> **Work required**
An exact copy of every entry is the answer here, with no pictures.

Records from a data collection
☆ ☆ ☆ ☆

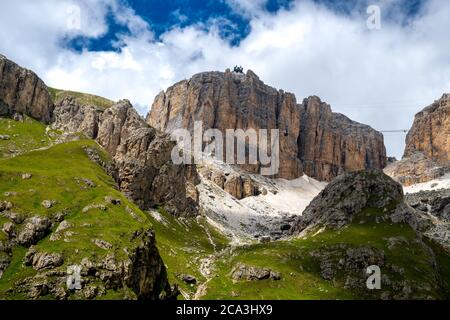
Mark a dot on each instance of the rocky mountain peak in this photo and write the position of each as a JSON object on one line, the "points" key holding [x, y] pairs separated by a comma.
{"points": [[21, 91], [427, 150], [315, 141], [346, 198]]}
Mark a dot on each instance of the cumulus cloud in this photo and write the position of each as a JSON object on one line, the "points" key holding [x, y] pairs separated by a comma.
{"points": [[379, 77]]}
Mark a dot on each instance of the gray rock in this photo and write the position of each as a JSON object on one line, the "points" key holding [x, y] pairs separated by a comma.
{"points": [[26, 176], [189, 279], [5, 205], [42, 260], [102, 244], [48, 203], [9, 229], [244, 272], [346, 196]]}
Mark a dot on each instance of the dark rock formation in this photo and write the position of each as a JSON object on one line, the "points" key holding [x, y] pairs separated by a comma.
{"points": [[346, 196], [427, 151], [313, 140], [22, 92], [436, 202], [242, 272], [143, 166]]}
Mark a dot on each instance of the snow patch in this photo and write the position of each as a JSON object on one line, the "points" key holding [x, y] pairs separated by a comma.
{"points": [[436, 184]]}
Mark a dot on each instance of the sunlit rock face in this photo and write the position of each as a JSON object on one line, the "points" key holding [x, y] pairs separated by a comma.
{"points": [[313, 139]]}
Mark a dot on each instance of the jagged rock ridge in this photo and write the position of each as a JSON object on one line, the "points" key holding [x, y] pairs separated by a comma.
{"points": [[21, 91], [141, 168], [427, 150], [313, 139], [142, 155]]}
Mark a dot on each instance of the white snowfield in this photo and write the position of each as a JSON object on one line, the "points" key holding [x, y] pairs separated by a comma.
{"points": [[436, 184], [265, 215]]}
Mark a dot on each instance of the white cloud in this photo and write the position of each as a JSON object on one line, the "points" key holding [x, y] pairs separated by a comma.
{"points": [[380, 77]]}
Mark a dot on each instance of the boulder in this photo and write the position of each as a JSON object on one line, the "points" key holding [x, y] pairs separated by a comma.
{"points": [[22, 92], [242, 272], [313, 139], [34, 230]]}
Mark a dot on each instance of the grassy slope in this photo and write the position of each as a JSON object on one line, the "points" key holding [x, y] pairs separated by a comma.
{"points": [[301, 273], [24, 136], [183, 243], [83, 98], [53, 178]]}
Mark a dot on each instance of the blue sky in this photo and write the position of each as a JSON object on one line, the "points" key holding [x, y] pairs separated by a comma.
{"points": [[134, 49], [163, 15]]}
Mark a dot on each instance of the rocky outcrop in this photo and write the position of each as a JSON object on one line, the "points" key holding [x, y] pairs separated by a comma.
{"points": [[313, 139], [330, 144], [436, 202], [242, 272], [416, 168], [427, 151], [348, 195], [132, 266], [141, 270], [430, 133], [142, 164], [22, 92]]}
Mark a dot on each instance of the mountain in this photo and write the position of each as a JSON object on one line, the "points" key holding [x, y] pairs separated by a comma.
{"points": [[59, 207], [88, 185], [427, 151], [313, 139]]}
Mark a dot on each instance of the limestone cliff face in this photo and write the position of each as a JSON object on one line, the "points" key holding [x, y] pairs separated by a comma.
{"points": [[430, 133], [330, 144], [142, 155], [427, 151], [21, 91], [313, 140]]}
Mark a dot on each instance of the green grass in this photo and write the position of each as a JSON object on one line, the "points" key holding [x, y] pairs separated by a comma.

☆ ☆ ☆ ☆

> **Expected answer**
Mark a dot on each instance of the rocky mountain peak in this photo and write the position of each as a JSON object on one line, the "points" key holding [x, y] pairs separated by a comma.
{"points": [[21, 91], [427, 150], [315, 141], [346, 198]]}
Mark a dot on each instance of the cumulus cloud in this photo and write the position of each as a JSON object on one line, the "points" key holding [x, y] pairs separated by a comma.
{"points": [[379, 77]]}
Mark a dot on each instance of the gray rock in this photo and write the position of each as a JSON object on one line, the "points" key holding [x, y] pairs separated by a comma.
{"points": [[26, 176], [189, 279], [5, 205], [42, 260], [102, 244], [48, 203], [9, 229], [244, 272], [346, 196]]}
Mark a dot on each instance of the dark rock formation in this photo and write the position of each as a JSON object on one line, the "points" key holding [x, y] pairs separated by a comma.
{"points": [[346, 196], [427, 151], [313, 140], [22, 92], [436, 202], [242, 272], [143, 166]]}
Mark a dot on each instance of the snow patch in this photo and write the position of each as a JSON object on one line, the "points" key holding [x, y] pairs separated by a comma.
{"points": [[436, 184]]}
Mark a dot on each instance of the sunlit rock face in this photo and write the position of each as a JSON object on one line, the "points" key holding [x, y] pairs separated by a comma.
{"points": [[313, 139]]}
Mark a dot on each instance of the jagged rock ridge in this photo and write the position of each as a JSON object on one line, the "points" key holding [x, y] pairs separated by a comma.
{"points": [[21, 91], [141, 168], [427, 150], [313, 139], [142, 155]]}
Mark a dot on each instance of the white snowfield in this photo and write the position of each as a JSON object on one line, the "points" key holding [x, y] pairs separated by a comma.
{"points": [[436, 184], [265, 215]]}
Mark a dot on each instance of the white cloud in this photo and write the position of each as a JSON object on one line, the "points" key holding [x, y] pairs separated by a comma.
{"points": [[380, 77]]}
Mark a dot on each instance of the boulder in this photo and write the position of each as a JSON object on one line, the "points" key holding [x, y] pairs separated by a comma.
{"points": [[22, 92], [242, 272], [313, 139], [34, 230]]}
Mark a dot on each instance of the grassy slope in this photo and write the position of each as a JSON object on one line, the "points" key holding [x, y] pairs separated by a comma.
{"points": [[301, 273], [24, 136], [183, 243], [83, 98], [53, 178]]}
Mark a dot on each instance of the blue sky in this photo and write the position of each as a JSON object on one line, the "points" key holding [x, y] pairs separated by a comma.
{"points": [[134, 49], [163, 15]]}
Mark a dot on each instance of the rocky outcrop in this photo and write the position of each as a JSON object on one line, the "points" key holding [x, y] pairs separated by a comma.
{"points": [[313, 139], [330, 144], [436, 202], [242, 272], [416, 168], [427, 151], [348, 195], [132, 266], [141, 270], [430, 133], [142, 164], [22, 92]]}
Mark a dot on each instance of the mountain in this photo and write the position of each as a JSON object on one line, the "points" key holding [x, y] pairs separated by a comma.
{"points": [[59, 207], [88, 185], [427, 151], [313, 139]]}
Mark a dot on each instance of the limestone cliff face in this photo and write the position of each as a JSON object on one line, the "points" key holding [x, y] pairs separated by a comma.
{"points": [[430, 133], [330, 144], [142, 155], [427, 151], [21, 91], [313, 140]]}
Mark a dot on each instance of the green grass in this photo and write the position of each as a JSON object on one line, the "points" key holding [x, y] pairs separated by a comma.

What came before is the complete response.